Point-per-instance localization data

━━━━━━━━━━

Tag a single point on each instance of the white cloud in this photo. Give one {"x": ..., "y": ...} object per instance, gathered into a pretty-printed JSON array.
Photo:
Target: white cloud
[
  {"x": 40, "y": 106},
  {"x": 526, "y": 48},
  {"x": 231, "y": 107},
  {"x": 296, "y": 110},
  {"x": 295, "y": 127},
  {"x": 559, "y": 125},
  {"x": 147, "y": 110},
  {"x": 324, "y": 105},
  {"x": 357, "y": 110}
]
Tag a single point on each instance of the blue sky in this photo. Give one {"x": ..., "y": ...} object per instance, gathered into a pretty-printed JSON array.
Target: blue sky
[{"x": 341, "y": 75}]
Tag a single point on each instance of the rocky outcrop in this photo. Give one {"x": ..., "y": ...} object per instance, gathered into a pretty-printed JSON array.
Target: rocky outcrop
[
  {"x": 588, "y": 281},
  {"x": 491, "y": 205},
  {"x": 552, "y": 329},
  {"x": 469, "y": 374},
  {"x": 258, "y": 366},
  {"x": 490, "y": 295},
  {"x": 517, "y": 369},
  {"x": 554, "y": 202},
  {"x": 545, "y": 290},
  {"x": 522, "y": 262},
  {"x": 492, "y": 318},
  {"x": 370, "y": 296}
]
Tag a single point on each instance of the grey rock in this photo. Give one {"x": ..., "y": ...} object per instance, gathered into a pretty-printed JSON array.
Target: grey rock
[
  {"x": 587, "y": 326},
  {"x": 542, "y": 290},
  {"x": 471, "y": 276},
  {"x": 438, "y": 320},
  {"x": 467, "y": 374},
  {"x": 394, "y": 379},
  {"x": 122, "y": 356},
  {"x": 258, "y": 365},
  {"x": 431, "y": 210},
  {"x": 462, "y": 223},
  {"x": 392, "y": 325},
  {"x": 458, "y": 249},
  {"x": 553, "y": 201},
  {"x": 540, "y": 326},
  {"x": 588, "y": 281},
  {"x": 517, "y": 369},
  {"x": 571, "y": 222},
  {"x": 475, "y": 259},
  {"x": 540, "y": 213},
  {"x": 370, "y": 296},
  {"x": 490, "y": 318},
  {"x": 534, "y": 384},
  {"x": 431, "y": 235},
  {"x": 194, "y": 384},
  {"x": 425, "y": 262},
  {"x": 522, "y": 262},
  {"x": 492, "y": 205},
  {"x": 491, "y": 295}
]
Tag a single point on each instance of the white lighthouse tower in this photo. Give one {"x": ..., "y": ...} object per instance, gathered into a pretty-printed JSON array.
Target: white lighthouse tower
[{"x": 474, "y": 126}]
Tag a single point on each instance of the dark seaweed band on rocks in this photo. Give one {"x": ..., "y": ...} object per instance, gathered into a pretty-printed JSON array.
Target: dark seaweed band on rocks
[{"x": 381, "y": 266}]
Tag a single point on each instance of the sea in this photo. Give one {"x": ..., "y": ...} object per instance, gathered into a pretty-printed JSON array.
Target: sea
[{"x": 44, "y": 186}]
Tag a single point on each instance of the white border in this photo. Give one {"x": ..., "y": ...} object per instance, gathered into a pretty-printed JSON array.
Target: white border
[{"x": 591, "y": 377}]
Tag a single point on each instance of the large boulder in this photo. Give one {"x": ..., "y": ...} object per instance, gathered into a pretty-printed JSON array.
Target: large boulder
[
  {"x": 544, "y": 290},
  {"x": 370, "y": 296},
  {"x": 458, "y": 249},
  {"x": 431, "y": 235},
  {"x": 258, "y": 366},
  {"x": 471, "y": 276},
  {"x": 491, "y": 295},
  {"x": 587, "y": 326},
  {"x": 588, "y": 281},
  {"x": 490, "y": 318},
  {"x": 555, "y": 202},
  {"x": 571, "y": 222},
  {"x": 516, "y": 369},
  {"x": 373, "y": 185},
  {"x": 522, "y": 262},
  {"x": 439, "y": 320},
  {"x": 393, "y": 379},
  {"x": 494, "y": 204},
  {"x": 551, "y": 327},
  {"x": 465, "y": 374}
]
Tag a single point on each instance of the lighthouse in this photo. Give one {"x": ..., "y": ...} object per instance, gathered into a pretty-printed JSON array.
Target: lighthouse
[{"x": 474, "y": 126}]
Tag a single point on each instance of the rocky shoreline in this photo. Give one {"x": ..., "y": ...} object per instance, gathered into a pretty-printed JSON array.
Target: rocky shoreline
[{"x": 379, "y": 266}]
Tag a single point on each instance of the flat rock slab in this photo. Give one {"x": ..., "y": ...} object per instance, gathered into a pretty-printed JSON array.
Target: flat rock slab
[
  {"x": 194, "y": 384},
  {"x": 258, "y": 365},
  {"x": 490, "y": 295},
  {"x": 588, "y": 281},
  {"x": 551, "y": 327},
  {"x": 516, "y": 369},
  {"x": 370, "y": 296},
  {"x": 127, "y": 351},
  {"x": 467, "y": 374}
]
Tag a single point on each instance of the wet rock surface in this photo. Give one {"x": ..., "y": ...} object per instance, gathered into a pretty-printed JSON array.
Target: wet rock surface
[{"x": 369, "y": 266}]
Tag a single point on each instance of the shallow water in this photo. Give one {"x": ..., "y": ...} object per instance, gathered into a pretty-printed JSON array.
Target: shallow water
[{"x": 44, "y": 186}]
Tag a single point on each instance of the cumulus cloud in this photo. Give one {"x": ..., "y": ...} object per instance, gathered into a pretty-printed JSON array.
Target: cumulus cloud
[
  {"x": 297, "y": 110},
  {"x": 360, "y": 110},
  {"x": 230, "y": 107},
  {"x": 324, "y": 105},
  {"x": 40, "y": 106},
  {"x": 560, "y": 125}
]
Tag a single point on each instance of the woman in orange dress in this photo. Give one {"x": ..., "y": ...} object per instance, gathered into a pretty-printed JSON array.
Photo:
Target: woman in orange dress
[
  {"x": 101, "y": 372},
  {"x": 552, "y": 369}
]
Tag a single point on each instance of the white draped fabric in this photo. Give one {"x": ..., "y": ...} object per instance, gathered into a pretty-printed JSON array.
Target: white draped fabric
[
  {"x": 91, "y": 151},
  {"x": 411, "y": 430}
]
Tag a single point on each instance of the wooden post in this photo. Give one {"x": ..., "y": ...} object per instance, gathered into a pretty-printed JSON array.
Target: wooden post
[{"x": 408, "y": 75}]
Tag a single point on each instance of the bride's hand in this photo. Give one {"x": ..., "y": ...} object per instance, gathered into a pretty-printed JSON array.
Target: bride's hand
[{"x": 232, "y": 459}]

━━━━━━━━━━

Print all records shown above, word for word.

ANSWER FOR THIS EXERCISE:
Tag a single point on each instance of the white cloud in this photo. Give one {"x": ..., "y": ...} object per instance, gathered into a pretty-printed JSON array.
Photo:
Target: white cloud
[
  {"x": 40, "y": 106},
  {"x": 526, "y": 48},
  {"x": 231, "y": 107},
  {"x": 296, "y": 110},
  {"x": 295, "y": 127},
  {"x": 559, "y": 125},
  {"x": 147, "y": 110},
  {"x": 324, "y": 105},
  {"x": 357, "y": 110}
]
Tag a single point on each instance of the blue sky in this photo. Give one {"x": ..., "y": ...} object per instance, gathered into a pretty-printed JSON array.
Target: blue sky
[{"x": 341, "y": 75}]
Tag a single point on each instance of the rocky outcrop in this photo. Give one {"x": ..., "y": ...} object per instance, gathered into a pretty-printed JSON array.
Target: rocky outcrop
[
  {"x": 588, "y": 281},
  {"x": 491, "y": 205},
  {"x": 552, "y": 329},
  {"x": 469, "y": 374},
  {"x": 258, "y": 366},
  {"x": 490, "y": 295},
  {"x": 517, "y": 369},
  {"x": 554, "y": 202},
  {"x": 545, "y": 290},
  {"x": 522, "y": 262},
  {"x": 492, "y": 318},
  {"x": 370, "y": 296}
]
Tag a single point on each instance of the grey rock in this photo. Give one {"x": ..., "y": ...} object per instance, gathered into a pretty-printed JSON array.
Target: grey rock
[
  {"x": 587, "y": 326},
  {"x": 542, "y": 290},
  {"x": 471, "y": 276},
  {"x": 438, "y": 320},
  {"x": 467, "y": 374},
  {"x": 394, "y": 379},
  {"x": 122, "y": 356},
  {"x": 258, "y": 365},
  {"x": 431, "y": 210},
  {"x": 462, "y": 223},
  {"x": 392, "y": 325},
  {"x": 458, "y": 249},
  {"x": 553, "y": 201},
  {"x": 540, "y": 326},
  {"x": 588, "y": 281},
  {"x": 517, "y": 369},
  {"x": 571, "y": 222},
  {"x": 475, "y": 259},
  {"x": 540, "y": 213},
  {"x": 370, "y": 296},
  {"x": 490, "y": 318},
  {"x": 534, "y": 384},
  {"x": 431, "y": 235},
  {"x": 194, "y": 384},
  {"x": 425, "y": 262},
  {"x": 522, "y": 262},
  {"x": 492, "y": 205},
  {"x": 491, "y": 295}
]
Tag a single point on each instance of the white lighthouse tower in this photo. Give one {"x": ..., "y": ...} object per instance, gathered into a pretty-printed JSON array.
Target: white lighthouse tower
[{"x": 474, "y": 126}]
Tag a single point on each instance of the dark seaweed band on rocks in this photo. Give one {"x": ..., "y": ...} object per instance, gathered into a pretty-printed JSON array.
Target: dark seaweed band on rocks
[{"x": 381, "y": 266}]
Tag a single point on each instance of the sea in this photo. Give one {"x": ..., "y": ...} object per instance, gathered into a pretty-printed JSON array.
Target: sea
[{"x": 44, "y": 186}]
Tag a single point on each instance of the white border in this photo. Give one {"x": ..., "y": ...} object per instance, gathered into a pretty-printed JSON array.
Target: white border
[{"x": 591, "y": 377}]
Tag a single point on each instance of the large boulder in this photo. Give one {"x": ..., "y": ...} object per instance, gathered into a pretty-printed JSON array.
Target: large boulder
[
  {"x": 544, "y": 290},
  {"x": 370, "y": 296},
  {"x": 458, "y": 249},
  {"x": 431, "y": 235},
  {"x": 258, "y": 366},
  {"x": 471, "y": 276},
  {"x": 491, "y": 295},
  {"x": 587, "y": 326},
  {"x": 588, "y": 281},
  {"x": 490, "y": 318},
  {"x": 555, "y": 202},
  {"x": 571, "y": 222},
  {"x": 516, "y": 369},
  {"x": 373, "y": 185},
  {"x": 522, "y": 262},
  {"x": 439, "y": 320},
  {"x": 393, "y": 379},
  {"x": 494, "y": 204},
  {"x": 551, "y": 327},
  {"x": 465, "y": 374}
]
Tag a single point on each instance of the lighthouse in this photo. Give one {"x": ..., "y": ...} object per instance, gathered into a pretty-printed JSON array.
Target: lighthouse
[{"x": 474, "y": 126}]
Tag a single point on each instance of the rocky shoreline in this photo. Give one {"x": ..., "y": ...} object per instance, gathered into a pretty-printed JSON array.
Target: rocky shoreline
[{"x": 379, "y": 266}]
Tag a single point on each instance of the flat rock slab in this photo. Give one {"x": ..., "y": ...} object per instance, gathered into a pretty-printed JSON array.
Target: flat rock slab
[
  {"x": 194, "y": 384},
  {"x": 258, "y": 365},
  {"x": 490, "y": 295},
  {"x": 588, "y": 281},
  {"x": 551, "y": 327},
  {"x": 516, "y": 369},
  {"x": 370, "y": 296},
  {"x": 127, "y": 351},
  {"x": 467, "y": 374}
]
Tag a single point on each instance of the wet rock surface in this photo. Give one {"x": ..., "y": ...} object per instance, gathered into a pretty-printed JSON array.
Target: wet rock surface
[{"x": 369, "y": 266}]
Tag a single point on each instance of the shallow water in this photo. Give one {"x": ..., "y": ...} object per instance, gathered into a pretty-printed JSON array.
Target: shallow water
[{"x": 44, "y": 186}]
Tag a single point on each instance of the cumulus cloud in this photo. Give one {"x": ..., "y": ...} object per instance, gathered into a pretty-printed JSON array.
Target: cumulus cloud
[
  {"x": 297, "y": 110},
  {"x": 360, "y": 110},
  {"x": 230, "y": 107},
  {"x": 324, "y": 105},
  {"x": 40, "y": 106},
  {"x": 560, "y": 125}
]
Tag a single point on each instance of the woman in orange dress in this photo. Give one {"x": ..., "y": ...} object per instance, gathered into a pretty-printed JSON array.
Photo:
Target: woman in orange dress
[
  {"x": 101, "y": 372},
  {"x": 552, "y": 369}
]
Tag a single point on each instance of the white draped fabric in this photo. Give one {"x": ..., "y": ...} object per instance, gathered into a pretty-printed JSON array.
Target: white draped fabric
[
  {"x": 91, "y": 151},
  {"x": 411, "y": 430}
]
Tag a single point on each instance of the wooden post in this photo. Give one {"x": ..., "y": ...} object per instance, gathered into a pretty-printed JSON array.
Target: wooden post
[{"x": 408, "y": 75}]
Tag a single point on each instance of the bride's hand in this photo. Give one {"x": ..., "y": ...} object per instance, gathered into a pretty-printed JSON array.
Target: bride's hand
[{"x": 232, "y": 459}]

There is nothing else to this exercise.